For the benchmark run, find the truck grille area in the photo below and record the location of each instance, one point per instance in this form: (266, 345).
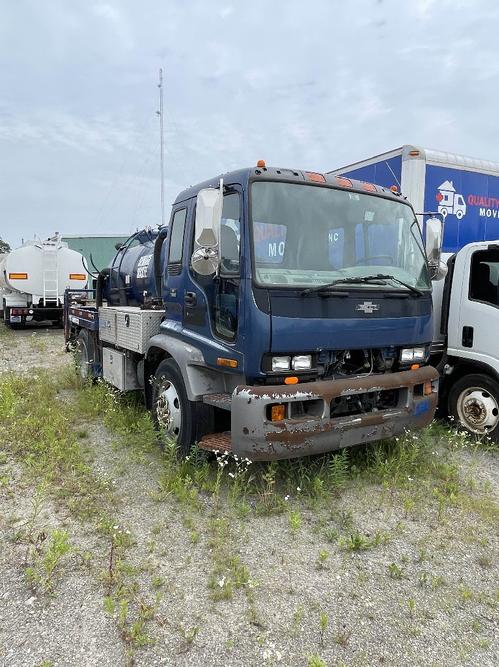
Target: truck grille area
(371, 401)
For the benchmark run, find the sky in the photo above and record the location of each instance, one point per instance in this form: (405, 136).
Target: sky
(312, 86)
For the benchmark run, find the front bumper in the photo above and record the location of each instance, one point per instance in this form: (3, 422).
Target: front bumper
(255, 436)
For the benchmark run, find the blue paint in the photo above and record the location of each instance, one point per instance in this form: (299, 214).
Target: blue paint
(470, 202)
(420, 407)
(258, 330)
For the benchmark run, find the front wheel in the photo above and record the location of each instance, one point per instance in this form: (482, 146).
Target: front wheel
(179, 420)
(474, 402)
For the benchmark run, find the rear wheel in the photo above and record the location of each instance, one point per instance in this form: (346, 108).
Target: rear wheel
(474, 402)
(85, 354)
(179, 420)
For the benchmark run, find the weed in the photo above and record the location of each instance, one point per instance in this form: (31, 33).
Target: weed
(46, 560)
(395, 571)
(294, 521)
(323, 623)
(322, 559)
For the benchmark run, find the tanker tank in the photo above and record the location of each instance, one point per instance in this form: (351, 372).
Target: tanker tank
(33, 279)
(134, 276)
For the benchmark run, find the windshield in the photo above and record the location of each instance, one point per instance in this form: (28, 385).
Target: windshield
(308, 236)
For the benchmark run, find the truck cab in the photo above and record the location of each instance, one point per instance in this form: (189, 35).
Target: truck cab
(466, 348)
(293, 316)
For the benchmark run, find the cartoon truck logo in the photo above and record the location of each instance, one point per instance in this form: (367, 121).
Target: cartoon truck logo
(449, 202)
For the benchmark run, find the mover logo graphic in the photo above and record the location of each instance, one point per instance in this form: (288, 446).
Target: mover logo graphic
(449, 201)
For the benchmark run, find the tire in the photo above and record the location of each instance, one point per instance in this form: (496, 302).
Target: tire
(474, 402)
(85, 354)
(176, 417)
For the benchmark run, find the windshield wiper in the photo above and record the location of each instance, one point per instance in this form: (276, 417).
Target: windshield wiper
(378, 279)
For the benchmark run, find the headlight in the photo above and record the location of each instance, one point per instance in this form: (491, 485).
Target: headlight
(301, 362)
(411, 354)
(281, 363)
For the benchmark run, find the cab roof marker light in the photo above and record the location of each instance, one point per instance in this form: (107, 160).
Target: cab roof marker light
(315, 176)
(344, 182)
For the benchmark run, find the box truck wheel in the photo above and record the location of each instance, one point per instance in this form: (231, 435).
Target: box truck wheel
(85, 354)
(474, 402)
(179, 420)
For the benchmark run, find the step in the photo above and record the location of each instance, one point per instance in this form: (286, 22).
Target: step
(216, 442)
(223, 401)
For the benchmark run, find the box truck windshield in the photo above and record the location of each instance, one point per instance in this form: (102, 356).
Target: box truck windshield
(306, 235)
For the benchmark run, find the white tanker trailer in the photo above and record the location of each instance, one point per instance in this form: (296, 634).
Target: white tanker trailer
(33, 279)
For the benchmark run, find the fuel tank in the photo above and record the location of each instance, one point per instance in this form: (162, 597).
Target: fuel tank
(137, 265)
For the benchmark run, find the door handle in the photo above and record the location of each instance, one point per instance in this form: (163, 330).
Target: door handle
(190, 298)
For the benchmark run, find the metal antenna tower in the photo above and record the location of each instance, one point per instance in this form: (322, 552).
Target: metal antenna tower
(161, 141)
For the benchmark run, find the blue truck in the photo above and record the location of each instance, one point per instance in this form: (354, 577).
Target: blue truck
(464, 191)
(280, 313)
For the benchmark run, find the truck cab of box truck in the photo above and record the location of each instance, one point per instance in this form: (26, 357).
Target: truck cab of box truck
(293, 310)
(303, 305)
(465, 192)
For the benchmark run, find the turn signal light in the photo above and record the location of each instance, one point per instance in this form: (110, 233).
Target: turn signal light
(278, 412)
(230, 363)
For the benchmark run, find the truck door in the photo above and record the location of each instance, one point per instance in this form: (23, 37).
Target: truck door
(175, 267)
(474, 313)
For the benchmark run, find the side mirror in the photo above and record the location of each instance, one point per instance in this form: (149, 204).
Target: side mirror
(433, 245)
(206, 257)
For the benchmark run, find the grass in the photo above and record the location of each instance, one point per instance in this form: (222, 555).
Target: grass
(47, 427)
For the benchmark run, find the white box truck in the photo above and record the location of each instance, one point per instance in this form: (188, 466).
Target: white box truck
(465, 348)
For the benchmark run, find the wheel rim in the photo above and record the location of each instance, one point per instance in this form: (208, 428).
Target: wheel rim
(478, 410)
(168, 411)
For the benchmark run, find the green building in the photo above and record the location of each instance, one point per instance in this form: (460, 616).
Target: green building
(101, 247)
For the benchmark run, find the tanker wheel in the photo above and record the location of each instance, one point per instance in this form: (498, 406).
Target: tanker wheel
(178, 419)
(474, 402)
(85, 354)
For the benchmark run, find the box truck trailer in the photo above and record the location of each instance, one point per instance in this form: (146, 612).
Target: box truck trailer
(464, 192)
(249, 329)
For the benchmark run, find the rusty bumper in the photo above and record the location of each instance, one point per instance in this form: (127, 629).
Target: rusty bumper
(255, 436)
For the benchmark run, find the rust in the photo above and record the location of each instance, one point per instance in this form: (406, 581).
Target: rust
(329, 389)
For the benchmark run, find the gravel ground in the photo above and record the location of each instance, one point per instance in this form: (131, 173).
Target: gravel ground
(429, 596)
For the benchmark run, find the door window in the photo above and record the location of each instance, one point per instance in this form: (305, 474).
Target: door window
(484, 276)
(177, 237)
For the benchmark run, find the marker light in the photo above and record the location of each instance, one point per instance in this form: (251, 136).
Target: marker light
(344, 182)
(314, 176)
(301, 362)
(278, 412)
(230, 363)
(412, 354)
(281, 363)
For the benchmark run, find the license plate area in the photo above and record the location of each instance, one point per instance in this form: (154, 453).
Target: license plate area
(362, 403)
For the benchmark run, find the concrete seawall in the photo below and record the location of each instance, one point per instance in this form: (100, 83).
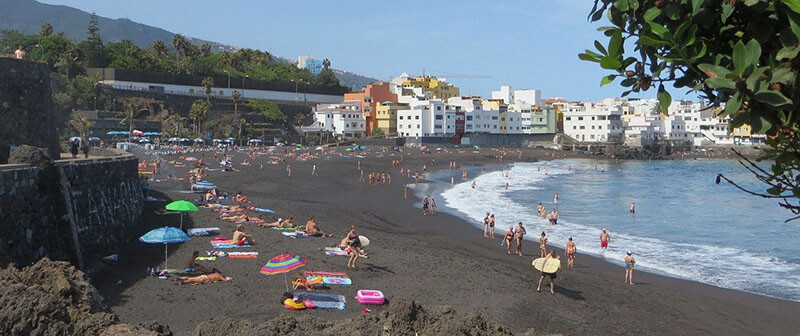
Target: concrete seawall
(36, 219)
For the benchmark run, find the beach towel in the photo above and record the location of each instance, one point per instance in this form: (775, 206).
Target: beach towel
(329, 278)
(202, 231)
(335, 251)
(264, 210)
(323, 301)
(296, 234)
(243, 255)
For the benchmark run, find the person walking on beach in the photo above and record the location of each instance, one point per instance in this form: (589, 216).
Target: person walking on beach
(491, 226)
(486, 225)
(551, 255)
(519, 234)
(629, 264)
(507, 239)
(570, 251)
(543, 245)
(604, 239)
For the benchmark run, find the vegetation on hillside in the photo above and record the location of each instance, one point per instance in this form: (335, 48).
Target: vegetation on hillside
(743, 53)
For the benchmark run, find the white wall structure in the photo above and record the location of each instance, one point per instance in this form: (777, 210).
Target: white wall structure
(589, 122)
(344, 119)
(199, 91)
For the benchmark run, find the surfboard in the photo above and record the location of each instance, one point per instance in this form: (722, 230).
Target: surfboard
(551, 266)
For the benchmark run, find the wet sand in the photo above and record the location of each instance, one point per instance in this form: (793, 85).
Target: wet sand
(433, 260)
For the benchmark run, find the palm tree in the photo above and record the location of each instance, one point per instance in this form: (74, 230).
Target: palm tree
(235, 96)
(46, 30)
(207, 83)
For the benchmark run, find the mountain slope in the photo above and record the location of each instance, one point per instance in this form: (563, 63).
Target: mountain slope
(27, 16)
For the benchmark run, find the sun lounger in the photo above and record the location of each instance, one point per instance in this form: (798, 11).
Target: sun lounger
(322, 300)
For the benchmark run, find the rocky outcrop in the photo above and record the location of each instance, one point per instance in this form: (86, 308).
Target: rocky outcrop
(54, 298)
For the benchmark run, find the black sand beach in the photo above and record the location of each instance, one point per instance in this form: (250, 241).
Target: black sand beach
(434, 260)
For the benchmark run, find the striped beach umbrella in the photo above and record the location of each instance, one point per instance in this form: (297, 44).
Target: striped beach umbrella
(283, 263)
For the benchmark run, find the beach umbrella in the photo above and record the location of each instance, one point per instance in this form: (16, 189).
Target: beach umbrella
(165, 235)
(283, 263)
(181, 206)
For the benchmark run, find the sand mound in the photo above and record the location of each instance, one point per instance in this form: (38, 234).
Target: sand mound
(403, 317)
(54, 298)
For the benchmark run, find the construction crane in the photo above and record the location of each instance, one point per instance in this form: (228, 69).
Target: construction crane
(448, 75)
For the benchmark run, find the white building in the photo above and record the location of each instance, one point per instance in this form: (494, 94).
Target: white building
(590, 122)
(525, 96)
(344, 119)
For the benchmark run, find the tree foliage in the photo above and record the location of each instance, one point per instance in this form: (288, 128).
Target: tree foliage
(740, 53)
(268, 109)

**********

* _SET TASK_:
From the line that contains "For the benchmark run, find the black" down to the last line of the listing above, repeat each line exactly, and include nothing else.

* _ANSWER IN FULL_:
For the benchmark run, find the black sand beach in the photo above and record the location of each instance, one point per instance in this form: (250, 241).
Target: black sand beach
(434, 260)
For the benchmark run, find the striped beach umbrella in the photo above and record the location of each instance, one point per instance in this form: (297, 44).
Target: striped beach umbrella
(283, 263)
For the benchmark run, find the beach umbrella in the photo above and record the location of each instance, one point per instance in this form: (16, 189).
Target: beach umbrella
(165, 235)
(283, 263)
(181, 206)
For the benchmark run, find the sand mound in the photo above and record the location of each instance, one point per instance in this form: (38, 234).
Target: sand mound
(403, 317)
(54, 298)
For the benchmark run, find the construction crane in the photo above and record the location of each instance, one point per instance in this form: (228, 69).
Target: construction crane
(448, 75)
For the benchmark run, find the white building in the photo above and record the location of each instance, one point per instance in this form: (494, 94).
Target: white building
(590, 122)
(525, 96)
(344, 119)
For the benchmark run, find the tree foliage in the photo above and record the location of each instance, one point per instance in this form: (288, 128).
Target: tree foliage
(740, 53)
(268, 109)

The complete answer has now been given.